╭─ MATERIAL PROVIDED

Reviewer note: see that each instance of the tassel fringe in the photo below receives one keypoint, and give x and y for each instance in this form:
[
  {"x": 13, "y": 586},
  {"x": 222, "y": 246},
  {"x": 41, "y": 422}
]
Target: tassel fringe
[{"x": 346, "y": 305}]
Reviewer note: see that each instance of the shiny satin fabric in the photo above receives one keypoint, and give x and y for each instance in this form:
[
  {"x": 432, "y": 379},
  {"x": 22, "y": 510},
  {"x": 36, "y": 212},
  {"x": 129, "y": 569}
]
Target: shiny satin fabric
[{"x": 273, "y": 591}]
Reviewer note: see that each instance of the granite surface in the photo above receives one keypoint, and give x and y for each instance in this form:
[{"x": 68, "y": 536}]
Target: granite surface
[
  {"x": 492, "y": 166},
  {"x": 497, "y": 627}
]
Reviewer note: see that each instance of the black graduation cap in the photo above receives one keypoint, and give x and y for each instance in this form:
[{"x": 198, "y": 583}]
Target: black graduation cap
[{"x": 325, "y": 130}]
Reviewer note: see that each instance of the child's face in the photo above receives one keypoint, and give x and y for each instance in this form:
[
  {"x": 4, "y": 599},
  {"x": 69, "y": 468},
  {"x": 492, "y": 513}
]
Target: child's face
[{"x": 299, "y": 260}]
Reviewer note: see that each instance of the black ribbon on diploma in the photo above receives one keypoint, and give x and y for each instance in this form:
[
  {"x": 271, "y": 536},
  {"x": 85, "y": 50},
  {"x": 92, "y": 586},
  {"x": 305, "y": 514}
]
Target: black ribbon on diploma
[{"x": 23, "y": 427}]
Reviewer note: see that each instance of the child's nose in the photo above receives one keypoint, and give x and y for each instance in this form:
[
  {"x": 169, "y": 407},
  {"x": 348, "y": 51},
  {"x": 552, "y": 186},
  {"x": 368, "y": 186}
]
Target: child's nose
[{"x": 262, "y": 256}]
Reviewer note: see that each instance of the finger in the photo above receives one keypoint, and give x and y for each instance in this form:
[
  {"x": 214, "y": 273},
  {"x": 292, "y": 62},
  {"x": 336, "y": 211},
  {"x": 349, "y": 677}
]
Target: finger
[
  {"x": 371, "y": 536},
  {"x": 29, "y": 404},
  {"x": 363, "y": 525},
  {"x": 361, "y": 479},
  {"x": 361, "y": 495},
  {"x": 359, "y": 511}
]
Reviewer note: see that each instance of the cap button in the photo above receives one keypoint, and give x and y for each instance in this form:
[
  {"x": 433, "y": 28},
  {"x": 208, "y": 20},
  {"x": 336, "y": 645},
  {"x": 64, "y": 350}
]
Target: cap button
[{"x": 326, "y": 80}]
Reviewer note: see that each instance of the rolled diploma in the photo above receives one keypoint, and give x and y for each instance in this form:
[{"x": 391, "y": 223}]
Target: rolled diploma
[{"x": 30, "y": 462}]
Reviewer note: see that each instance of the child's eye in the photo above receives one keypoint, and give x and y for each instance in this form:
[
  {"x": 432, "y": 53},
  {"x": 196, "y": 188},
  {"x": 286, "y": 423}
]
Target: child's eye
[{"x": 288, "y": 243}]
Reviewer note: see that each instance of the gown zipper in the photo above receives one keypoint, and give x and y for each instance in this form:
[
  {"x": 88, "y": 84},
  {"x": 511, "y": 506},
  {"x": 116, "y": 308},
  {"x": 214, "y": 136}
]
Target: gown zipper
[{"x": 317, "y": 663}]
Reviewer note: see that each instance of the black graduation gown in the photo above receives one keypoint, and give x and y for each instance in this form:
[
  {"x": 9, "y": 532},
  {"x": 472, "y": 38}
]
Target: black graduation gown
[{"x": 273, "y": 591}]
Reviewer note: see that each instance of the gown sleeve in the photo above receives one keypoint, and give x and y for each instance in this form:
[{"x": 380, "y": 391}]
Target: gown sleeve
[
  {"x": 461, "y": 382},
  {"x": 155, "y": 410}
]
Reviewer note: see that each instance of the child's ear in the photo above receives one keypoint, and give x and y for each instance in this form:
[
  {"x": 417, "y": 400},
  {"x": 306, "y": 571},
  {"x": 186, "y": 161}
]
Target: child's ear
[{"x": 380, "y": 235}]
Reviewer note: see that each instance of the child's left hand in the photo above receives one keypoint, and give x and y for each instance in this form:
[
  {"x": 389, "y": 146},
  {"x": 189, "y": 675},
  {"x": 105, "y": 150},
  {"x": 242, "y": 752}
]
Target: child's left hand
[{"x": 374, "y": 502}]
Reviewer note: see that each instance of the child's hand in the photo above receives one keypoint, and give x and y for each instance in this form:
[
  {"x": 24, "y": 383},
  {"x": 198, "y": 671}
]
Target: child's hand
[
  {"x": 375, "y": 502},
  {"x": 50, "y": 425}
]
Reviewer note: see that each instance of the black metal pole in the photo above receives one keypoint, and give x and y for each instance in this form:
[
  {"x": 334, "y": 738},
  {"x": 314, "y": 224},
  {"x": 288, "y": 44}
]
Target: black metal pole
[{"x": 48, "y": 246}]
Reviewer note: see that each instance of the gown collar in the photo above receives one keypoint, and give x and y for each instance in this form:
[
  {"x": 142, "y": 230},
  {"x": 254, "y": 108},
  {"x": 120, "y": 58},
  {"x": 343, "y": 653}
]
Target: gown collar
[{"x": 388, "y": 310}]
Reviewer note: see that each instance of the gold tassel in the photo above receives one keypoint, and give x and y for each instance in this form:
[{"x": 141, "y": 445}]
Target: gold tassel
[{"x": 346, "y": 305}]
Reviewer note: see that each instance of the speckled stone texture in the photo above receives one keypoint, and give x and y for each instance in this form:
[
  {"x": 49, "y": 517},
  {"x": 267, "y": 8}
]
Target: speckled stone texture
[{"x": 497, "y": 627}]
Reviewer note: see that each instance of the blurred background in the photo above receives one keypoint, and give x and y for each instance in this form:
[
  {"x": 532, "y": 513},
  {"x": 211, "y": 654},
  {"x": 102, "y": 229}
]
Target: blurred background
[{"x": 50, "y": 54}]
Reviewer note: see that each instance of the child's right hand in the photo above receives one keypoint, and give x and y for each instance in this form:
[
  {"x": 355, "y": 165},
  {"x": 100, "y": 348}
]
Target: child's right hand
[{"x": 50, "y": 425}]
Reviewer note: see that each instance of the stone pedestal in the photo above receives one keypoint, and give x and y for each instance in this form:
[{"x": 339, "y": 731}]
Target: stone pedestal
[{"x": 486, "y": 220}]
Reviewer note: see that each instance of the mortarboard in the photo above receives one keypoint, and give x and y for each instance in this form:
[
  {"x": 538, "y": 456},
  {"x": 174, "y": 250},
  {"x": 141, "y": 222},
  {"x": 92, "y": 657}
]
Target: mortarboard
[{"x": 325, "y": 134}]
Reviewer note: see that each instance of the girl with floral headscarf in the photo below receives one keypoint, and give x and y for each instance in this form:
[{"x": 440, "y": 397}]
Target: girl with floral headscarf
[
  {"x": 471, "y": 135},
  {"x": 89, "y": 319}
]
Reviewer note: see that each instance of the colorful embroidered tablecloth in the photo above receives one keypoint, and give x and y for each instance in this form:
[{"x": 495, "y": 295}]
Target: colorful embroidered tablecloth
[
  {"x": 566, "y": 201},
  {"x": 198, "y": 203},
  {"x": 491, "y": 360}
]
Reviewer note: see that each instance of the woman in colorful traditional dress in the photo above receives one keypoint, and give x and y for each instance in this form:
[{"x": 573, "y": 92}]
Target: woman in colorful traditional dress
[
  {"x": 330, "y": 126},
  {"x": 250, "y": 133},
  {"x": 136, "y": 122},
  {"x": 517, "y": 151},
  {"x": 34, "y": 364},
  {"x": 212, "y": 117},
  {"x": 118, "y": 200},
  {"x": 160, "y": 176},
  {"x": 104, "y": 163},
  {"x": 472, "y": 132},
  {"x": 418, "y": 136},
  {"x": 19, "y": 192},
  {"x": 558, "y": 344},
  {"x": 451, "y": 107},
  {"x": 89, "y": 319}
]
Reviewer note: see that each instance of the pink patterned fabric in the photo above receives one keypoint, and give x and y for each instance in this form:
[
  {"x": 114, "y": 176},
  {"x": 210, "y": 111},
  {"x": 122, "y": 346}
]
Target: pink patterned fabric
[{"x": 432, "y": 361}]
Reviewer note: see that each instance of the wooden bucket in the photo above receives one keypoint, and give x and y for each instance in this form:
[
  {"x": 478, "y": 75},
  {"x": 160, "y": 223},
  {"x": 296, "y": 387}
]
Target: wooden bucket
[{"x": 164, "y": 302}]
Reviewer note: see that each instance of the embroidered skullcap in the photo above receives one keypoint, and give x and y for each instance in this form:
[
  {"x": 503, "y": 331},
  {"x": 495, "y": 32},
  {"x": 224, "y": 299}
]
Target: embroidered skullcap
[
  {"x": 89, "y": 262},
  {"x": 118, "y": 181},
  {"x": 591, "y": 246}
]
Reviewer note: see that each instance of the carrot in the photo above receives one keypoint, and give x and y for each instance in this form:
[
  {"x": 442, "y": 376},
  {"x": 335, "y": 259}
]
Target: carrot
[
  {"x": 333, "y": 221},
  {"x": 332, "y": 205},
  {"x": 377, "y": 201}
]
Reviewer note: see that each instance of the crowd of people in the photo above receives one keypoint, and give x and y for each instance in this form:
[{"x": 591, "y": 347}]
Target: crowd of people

╰─

*GIVEN PROBLEM*.
From the line that contains "Reviewer note: see that each instance of the embroidered" to the last line of the material above, repeat every line exactly, keeping both the first and the last.

*TASK OUTPUT*.
Reviewer note: see that each instance of the embroidered skullcap in the photo above receives one keypoint, and give x and y for each instance in this form:
[
  {"x": 503, "y": 331},
  {"x": 495, "y": 32},
  {"x": 224, "y": 299}
]
Target: embroidered skullcap
[
  {"x": 89, "y": 262},
  {"x": 118, "y": 181},
  {"x": 591, "y": 246}
]
Reviewer note: see that each instance of the carrot in the photo above receives one keypoint, and give x and y for each instance in this form:
[
  {"x": 442, "y": 376},
  {"x": 335, "y": 259}
]
Target: carrot
[
  {"x": 333, "y": 221},
  {"x": 332, "y": 205},
  {"x": 377, "y": 201}
]
Reviewer note: see that each instance of the crowd of people in the photo above receives one keypoint, and give x and y for each instance in this form:
[{"x": 591, "y": 347}]
Target: crowd of people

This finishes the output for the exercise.